**Stated task 1**
Transcribe the cluster setup post from "Each machine has" up to and including "with no problems.".
**Stated task 2**
Using the cluster setup post, mark each statement yes or no and quote the words that decide it: (a) Apache and PHP5 were installed on director1 and director2. (b) The modules were reloaded automatically when the machines restarted. (c) Packet forwarding was enabled in /etc/sysctl.conf.
**Stated task 3**
Summarize the cluster setup post in two sentences.

-- START Article --

Each machine has the same /etc/hosts: 
127.0.0.1               localhost
172.25.146.32   director1
172.25.146.33   director2
172.25.146.37   web1
172.25.146.38   web2

     D) What I have installed and configured: 

                D1) Apache and PHP5 on web1 and web2. I can access from the 
browser http://172.25.146.37, and http://172.25.146.38 with no problems. 
                D2) I wrote the following script on director1 and director2: 
/etc/network/if-up.d/loadmodules

###################
#!/bin/bash

echo ip_vs_dh >> /etc/modules
echo ip_vs_ftp >> /etc/modules
echo ip_vs >> /etc/modules
echo ip_vs_lblc >> /etc/modules
echo ip_vs_lblcr >> /etc/modules
echo ip_vs_lc >> /etc/modules
echo ip_vs_nq >> /etc/modules
echo ip_vs_rr >> /etc/modules
echo ip_vs_sed >> /etc/modules
echo ip_vs_sh >> /etc/modules
echo ip_vs_wlc >> /etc/modules
echo ip_vs_wrr >> /etc/modules

modprobe ip_vs_dh
modprobe ip_vs_ftp
modprobe ip_vs
modprobe ip_vs_lblc
modprobe ip_vs_lblcr
modprobe ip_vs_lc
modprobe ip_vs_nq
modprobe ip_vs_rr
modprobe ip_vs_sed
modprobe ip_vs_sh
modprobe ip_vs_wlc
modprobe ip_vs_wrr
######################

But I noticed that when restarting the machines, the modules weren't reloaded. 
So I edited the file /etc/modules and added the lines manually (ip_vs_dh and so 
on)... I don't know if I did well...

                D3) On director1 and director2, I did: apt-get install ipvsadm 
ldirectord heartbeat
                D4) Enabled packet forwarding on /etc/sysctl.conf: 
                        net.ipv4.ip_forward = 1
and then 
                        sysctl -p
                D5) The files: ha.cf, haresources, authkeys, ldirectord.cf and 
logd.cf on director1 and director2: 

/etc/ha.d/ha.cf: 

#This is for director1
#Changed eth0 by eth1 on director2
#
debugfile /var/log/ha-debug
logfile /var/log/ha-log
use_logd yes
logfacility local0
keepalive 1
warntime 10
deadtime 30
initdead 120
updport 694
ucast eth0 172.25.146.32
ucast eth0 172.25.146.33
auto_failback on
node director1
node director2
ping 172.25.146.1 #gateway
respawn hacluster /usr/lib/heartbeat/ipfail

/etc/ha.d/haresources: 

director1 \
  ldirectord::ldirector.cf \
  LVSSyncDaemonSwap::master \
  IPaddr2::172.25.146.31/24/eth0/172.25.146.255
#172.25.146.255 broadcast address
#changed eth0 by eth1 on director2
                
/etc/ha.d/authkeys: (same for director1 and director2)

-- END Article --
-- START Listed records --

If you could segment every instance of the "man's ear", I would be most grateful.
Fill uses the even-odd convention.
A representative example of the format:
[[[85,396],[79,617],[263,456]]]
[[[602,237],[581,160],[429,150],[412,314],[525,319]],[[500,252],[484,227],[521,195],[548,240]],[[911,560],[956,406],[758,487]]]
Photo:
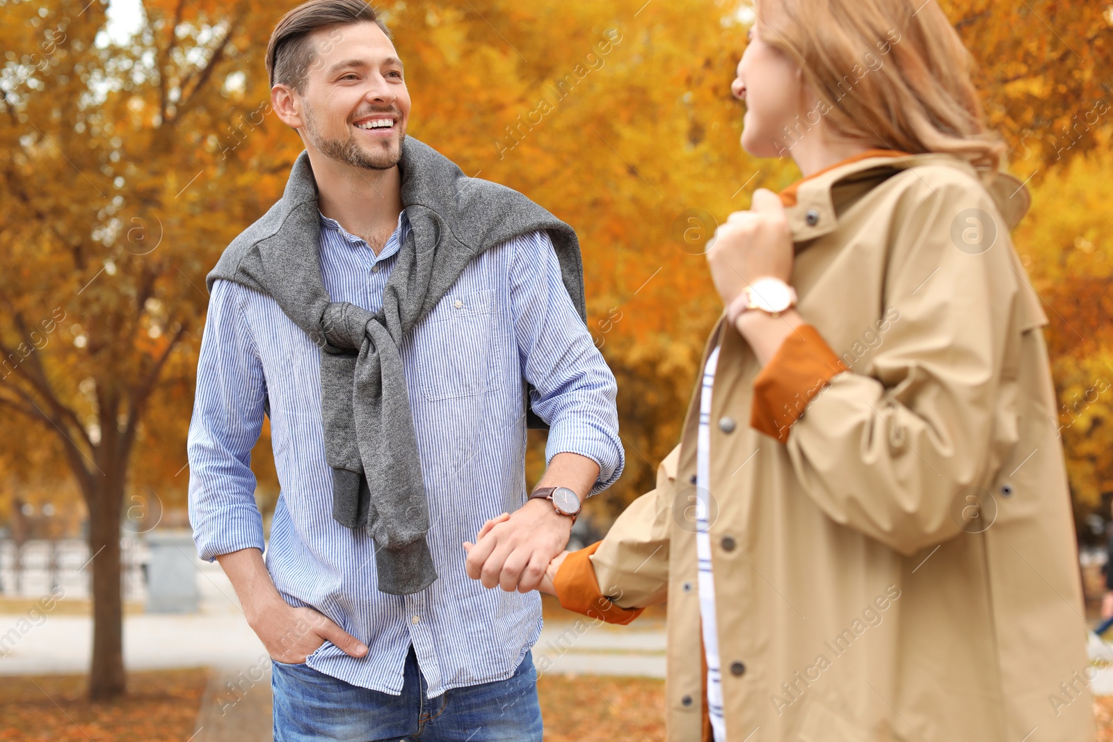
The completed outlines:
[[[301,129],[305,123],[302,120],[302,102],[288,85],[278,83],[270,88],[270,108],[292,129]]]

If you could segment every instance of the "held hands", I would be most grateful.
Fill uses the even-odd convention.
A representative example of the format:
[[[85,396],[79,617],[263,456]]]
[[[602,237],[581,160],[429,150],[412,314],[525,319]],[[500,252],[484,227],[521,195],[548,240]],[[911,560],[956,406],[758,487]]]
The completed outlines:
[[[754,191],[749,211],[735,211],[719,226],[707,251],[711,278],[727,306],[757,278],[789,283],[792,259],[785,207],[765,188]]]
[[[484,587],[554,594],[552,577],[563,561],[572,518],[558,514],[545,499],[526,501],[513,514],[483,524],[475,543],[464,542],[467,576]]]

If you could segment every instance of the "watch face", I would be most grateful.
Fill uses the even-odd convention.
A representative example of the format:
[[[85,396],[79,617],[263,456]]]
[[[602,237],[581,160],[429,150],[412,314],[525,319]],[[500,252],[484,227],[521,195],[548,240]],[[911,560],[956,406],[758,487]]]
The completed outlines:
[[[784,311],[792,304],[788,284],[776,278],[759,278],[750,285],[754,304],[762,311]]]
[[[575,515],[580,512],[580,498],[568,487],[556,487],[553,492],[553,505],[564,515]]]

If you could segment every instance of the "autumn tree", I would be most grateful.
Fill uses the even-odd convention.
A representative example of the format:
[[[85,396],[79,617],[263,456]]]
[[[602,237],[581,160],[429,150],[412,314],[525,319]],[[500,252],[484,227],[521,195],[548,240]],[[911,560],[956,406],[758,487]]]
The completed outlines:
[[[184,489],[205,275],[282,195],[301,150],[269,112],[263,65],[265,40],[293,4],[146,0],[139,30],[117,38],[100,0],[0,0],[0,443],[57,462],[55,473],[65,467],[88,507],[95,698],[124,687],[119,525],[129,487]],[[376,4],[406,65],[411,135],[467,175],[525,192],[580,235],[589,326],[619,378],[627,447],[622,481],[589,501],[605,520],[652,486],[680,437],[721,310],[707,238],[755,188],[798,177],[789,160],[752,160],[738,144],[742,108],[729,85],[752,8]],[[1109,230],[1094,212],[1103,207],[1063,185],[1101,189],[1097,171],[1078,176],[1064,164],[1107,150],[1110,118],[1094,112],[1113,103],[1103,86],[1113,69],[1109,4],[947,0],[944,9],[977,58],[991,121],[1022,177],[1033,175],[1038,198],[1017,245],[1056,310],[1048,315],[1082,338],[1053,316],[1061,396],[1084,394],[1080,385],[1099,370],[1086,364],[1113,346],[1097,304],[1071,308],[1074,281],[1097,258],[1062,249],[1095,256]],[[1092,206],[1067,211],[1067,192]],[[1060,208],[1061,219],[1048,218]],[[1064,259],[1066,269],[1052,269]],[[1085,296],[1107,288],[1106,277]],[[1103,404],[1087,414],[1110,419]],[[1072,484],[1091,493],[1111,472],[1093,451],[1105,438],[1082,429],[1064,441],[1078,462]]]
[[[9,436],[30,424],[29,441],[53,437],[88,508],[90,694],[108,699],[125,686],[129,473],[139,451],[167,479],[185,464],[162,428],[188,423],[204,275],[287,167],[252,117],[265,81],[243,71],[274,18],[247,2],[146,2],[139,31],[114,39],[102,2],[0,8],[0,408]]]

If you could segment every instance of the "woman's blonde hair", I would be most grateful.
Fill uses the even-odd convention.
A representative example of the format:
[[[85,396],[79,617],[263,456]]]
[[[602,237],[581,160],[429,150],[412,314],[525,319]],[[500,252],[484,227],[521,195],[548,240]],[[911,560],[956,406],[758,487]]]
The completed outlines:
[[[756,10],[762,41],[800,66],[836,135],[1002,166],[974,60],[936,0],[756,0]]]

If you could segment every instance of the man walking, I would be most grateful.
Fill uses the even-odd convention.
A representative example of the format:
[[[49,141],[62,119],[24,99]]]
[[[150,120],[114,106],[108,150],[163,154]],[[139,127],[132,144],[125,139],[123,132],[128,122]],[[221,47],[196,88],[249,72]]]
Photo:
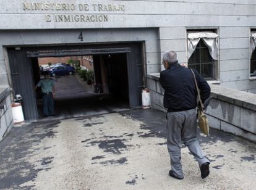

-- END Listed records --

**Task solution 1**
Each machine has the same /etc/hosts: 
127.0.0.1               localhost
172.25.146.32   director1
172.25.146.33   director2
172.25.146.37   web1
172.25.146.38   web2

     D) What I have installed and configured: 

                D1) Apache and PHP5 on web1 and web2. I can access from the 
browser http://172.25.146.37, and http://172.25.146.38 with no problems.

**Task solution 2**
(a) No: "Apache and PHP5 on web1 and web2."
(b) No: "when restarting the machines, the modules weren't reloaded."
(c) Yes: "Enabled packet forwarding on /etc/sysctl.conf"

**Task solution 3**
Each machine has the same /etc/hosts, Apache and PHP5 on web1 and web2 are reachable from a browser, and director1 and director2 run a script that loads the ip_vs modules, which the writer also added to /etc/modules by hand after they weren't reloaded on restart. The directors also got ipvsadm, ldirectord and heartbeat, packet forwarding enabled through /etc/sysctl.conf, and configuration files such as ha.cf and haresources.